- **Given exercise A**:
Quote the passage of the introduction to The Camp below between "The Camp by Madeleine" and "Hope you enjoy.", inclusive.

A few weeks ago, our friend Mathew Clayton got in touch about a book he thought we’d like. Mathew is a bit of a genius, and his recommendations are always worthy of spending time over. This was no different. The book told the story of one family’s relationship with a holiday camp in Torbay over three decades. The story was told in the author’s words, her beautiful illustrations and bleached out archival photos as well as first person interviews with people who had returned to the Torbay Chalets again and again. 

The Camp by Madeleine Swift is a gorgeous love letter to old school summer holidays; those wondrous, super-sweet weeks where nothing mattered beyond you and your hastily assembled gang. And, specifically, it’s a paean to a place, a piece of nostalgic time travel back to a time before everything was gentrified, trendified and gastrofied. We’re running a series of extracts from Madeleine’s book over the summer and we’ll publish an interview with her about the process of putting The Camp together. Hope you enjoy.

- **Given exercise B**:
Show every line of the listing below that contains the string "aquatic".

- **Supplied material**:
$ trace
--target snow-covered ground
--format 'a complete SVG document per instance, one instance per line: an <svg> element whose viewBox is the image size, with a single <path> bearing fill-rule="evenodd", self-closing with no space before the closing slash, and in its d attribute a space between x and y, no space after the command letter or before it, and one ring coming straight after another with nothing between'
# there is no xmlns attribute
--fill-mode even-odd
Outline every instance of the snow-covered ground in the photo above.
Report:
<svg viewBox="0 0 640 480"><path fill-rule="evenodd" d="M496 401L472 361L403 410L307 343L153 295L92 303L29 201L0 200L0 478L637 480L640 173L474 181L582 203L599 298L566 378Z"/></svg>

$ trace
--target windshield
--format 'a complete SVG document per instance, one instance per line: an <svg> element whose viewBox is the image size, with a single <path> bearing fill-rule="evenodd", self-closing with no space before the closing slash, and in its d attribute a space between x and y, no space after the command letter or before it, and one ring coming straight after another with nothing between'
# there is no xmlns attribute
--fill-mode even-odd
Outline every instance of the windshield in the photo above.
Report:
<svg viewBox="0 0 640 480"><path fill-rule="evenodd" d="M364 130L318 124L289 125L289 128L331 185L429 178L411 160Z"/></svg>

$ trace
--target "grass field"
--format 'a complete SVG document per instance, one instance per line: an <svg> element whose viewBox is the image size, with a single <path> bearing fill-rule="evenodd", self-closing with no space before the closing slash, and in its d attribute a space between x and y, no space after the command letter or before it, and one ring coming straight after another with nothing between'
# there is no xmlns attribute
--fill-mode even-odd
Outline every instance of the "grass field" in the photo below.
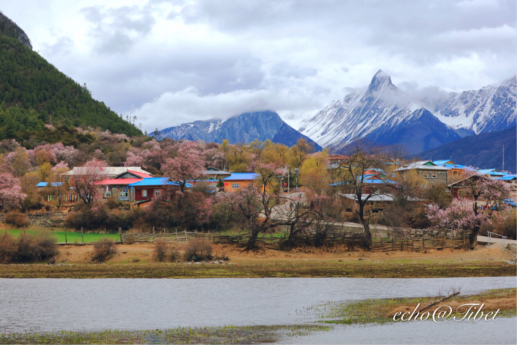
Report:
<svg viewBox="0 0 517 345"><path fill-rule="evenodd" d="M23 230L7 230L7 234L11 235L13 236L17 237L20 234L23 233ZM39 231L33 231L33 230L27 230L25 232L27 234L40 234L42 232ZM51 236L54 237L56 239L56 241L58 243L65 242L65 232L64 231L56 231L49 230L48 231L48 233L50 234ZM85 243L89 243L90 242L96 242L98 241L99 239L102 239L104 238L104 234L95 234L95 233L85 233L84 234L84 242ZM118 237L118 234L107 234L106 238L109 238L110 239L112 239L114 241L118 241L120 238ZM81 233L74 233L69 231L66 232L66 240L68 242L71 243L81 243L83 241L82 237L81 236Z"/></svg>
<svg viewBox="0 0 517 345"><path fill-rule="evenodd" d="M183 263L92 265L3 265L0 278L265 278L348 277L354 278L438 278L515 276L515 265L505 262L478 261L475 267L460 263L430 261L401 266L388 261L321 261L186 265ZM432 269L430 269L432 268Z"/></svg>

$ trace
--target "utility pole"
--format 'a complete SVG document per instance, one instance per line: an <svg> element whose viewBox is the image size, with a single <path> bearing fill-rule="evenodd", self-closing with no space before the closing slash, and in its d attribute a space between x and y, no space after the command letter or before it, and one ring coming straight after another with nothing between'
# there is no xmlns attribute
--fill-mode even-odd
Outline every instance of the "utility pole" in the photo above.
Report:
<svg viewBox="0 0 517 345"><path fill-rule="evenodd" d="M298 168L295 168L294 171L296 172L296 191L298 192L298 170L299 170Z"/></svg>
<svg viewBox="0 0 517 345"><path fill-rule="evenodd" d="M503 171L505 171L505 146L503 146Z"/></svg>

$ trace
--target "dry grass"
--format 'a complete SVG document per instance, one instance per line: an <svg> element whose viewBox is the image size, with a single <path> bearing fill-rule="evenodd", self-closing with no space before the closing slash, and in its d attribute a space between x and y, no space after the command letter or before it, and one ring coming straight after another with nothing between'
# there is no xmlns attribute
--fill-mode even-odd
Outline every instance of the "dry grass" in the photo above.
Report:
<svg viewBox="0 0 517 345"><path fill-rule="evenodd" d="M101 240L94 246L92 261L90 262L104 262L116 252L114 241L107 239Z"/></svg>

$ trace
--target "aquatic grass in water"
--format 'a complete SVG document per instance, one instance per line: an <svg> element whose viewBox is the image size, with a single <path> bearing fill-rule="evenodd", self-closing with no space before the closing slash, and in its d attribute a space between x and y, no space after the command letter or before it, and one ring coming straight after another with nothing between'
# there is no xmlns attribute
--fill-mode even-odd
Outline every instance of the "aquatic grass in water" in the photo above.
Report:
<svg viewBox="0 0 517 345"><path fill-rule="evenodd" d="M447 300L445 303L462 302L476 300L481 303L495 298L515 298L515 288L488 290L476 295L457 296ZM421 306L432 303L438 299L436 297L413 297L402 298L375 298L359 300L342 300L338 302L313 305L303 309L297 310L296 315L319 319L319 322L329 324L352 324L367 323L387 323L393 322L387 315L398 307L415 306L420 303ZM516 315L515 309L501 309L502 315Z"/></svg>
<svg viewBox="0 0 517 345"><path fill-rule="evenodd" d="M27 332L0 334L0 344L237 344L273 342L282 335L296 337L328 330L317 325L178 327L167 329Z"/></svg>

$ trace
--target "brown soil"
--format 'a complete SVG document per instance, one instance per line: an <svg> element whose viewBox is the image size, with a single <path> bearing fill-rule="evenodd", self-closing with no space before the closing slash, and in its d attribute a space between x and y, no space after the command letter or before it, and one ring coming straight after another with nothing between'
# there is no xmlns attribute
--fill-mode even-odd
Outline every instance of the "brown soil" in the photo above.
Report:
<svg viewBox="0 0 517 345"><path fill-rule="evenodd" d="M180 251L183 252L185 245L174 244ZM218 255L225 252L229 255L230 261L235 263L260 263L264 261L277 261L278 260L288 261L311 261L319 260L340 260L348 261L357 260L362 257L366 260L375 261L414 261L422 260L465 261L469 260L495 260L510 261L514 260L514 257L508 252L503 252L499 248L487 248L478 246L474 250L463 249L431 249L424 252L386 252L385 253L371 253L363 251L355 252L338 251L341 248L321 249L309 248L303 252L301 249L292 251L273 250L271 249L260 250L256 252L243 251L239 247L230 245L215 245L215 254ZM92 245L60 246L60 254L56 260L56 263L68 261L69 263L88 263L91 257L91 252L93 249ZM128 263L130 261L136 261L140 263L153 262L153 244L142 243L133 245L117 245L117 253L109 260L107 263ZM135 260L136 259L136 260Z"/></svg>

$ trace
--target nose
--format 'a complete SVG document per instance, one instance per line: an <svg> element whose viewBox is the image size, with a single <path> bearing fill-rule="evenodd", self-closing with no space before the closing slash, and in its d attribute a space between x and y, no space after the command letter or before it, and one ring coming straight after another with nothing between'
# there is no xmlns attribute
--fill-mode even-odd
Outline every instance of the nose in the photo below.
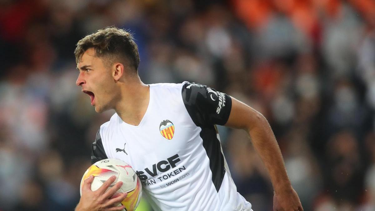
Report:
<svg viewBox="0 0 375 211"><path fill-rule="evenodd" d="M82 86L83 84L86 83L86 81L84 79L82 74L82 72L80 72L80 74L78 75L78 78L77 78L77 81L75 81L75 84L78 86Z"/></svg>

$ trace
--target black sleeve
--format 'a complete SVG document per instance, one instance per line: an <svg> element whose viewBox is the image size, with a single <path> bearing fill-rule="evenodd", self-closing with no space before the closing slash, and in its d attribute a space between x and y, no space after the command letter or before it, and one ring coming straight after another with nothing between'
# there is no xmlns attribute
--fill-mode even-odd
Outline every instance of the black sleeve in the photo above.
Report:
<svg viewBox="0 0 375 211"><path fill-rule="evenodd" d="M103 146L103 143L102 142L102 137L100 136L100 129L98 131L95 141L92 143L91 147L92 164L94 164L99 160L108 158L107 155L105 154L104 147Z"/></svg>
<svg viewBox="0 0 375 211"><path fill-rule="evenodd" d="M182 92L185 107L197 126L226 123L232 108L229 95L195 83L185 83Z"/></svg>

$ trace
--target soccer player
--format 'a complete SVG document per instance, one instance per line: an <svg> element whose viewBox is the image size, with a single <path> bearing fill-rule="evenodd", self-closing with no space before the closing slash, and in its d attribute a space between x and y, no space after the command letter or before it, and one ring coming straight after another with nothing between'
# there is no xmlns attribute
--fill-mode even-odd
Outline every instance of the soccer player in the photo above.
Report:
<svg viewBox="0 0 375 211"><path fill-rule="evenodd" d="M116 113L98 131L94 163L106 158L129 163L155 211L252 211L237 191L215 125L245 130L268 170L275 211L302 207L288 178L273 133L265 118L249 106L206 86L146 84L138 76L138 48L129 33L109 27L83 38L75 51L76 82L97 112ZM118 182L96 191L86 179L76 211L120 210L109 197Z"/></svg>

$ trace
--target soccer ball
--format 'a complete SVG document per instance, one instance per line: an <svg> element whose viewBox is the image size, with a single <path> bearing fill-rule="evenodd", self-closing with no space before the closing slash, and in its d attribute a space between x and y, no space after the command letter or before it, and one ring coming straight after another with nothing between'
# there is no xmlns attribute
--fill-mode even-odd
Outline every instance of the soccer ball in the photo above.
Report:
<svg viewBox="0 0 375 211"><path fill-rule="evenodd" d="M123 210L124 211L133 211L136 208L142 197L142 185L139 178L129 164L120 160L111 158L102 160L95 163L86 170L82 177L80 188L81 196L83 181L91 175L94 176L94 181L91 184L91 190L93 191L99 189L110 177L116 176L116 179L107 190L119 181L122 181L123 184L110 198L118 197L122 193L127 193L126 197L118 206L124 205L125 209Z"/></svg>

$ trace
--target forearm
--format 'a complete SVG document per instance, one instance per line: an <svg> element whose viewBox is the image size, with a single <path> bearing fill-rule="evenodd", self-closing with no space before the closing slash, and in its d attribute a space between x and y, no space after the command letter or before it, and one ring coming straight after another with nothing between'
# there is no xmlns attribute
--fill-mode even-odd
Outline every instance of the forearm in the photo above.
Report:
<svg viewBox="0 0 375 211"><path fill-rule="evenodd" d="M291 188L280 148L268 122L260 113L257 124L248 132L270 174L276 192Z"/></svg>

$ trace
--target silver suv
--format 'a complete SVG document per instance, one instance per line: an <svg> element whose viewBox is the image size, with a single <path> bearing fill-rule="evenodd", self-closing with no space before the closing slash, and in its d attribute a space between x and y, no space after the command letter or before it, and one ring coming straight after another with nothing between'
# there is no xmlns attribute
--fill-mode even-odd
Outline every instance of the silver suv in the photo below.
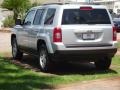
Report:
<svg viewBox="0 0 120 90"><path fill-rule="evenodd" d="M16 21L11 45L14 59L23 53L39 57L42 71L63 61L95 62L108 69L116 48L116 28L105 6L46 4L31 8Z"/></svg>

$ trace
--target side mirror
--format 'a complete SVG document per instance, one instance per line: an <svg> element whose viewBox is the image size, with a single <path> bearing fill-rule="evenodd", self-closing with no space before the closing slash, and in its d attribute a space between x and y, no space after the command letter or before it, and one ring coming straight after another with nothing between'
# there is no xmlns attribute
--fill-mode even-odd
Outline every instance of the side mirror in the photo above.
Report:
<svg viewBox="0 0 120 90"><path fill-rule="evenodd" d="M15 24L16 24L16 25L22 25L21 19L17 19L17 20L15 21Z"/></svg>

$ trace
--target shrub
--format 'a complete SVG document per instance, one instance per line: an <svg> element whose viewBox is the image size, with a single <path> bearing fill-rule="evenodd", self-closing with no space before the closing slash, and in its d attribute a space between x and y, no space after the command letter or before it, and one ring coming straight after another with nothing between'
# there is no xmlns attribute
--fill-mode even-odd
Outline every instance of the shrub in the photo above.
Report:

- **Output A**:
The Camp by Madeleine Swift is a gorgeous love letter to old school summer holidays; those wondrous, super-sweet weeks where nothing mattered beyond you and your hastily assembled gang. And, specifically, it’s a paean to a place, a piece of nostalgic time travel back to a time before everything was gentrified, trendified and gastrofied. We’re running a series of extracts from Madeleine’s book over the summer and we’ll publish an interview with her about the process of putting The Camp together. Hope you enjoy.

- **Output B**:
--target "aquatic grass in water"
Outline every instance of the "aquatic grass in water" in the photo above.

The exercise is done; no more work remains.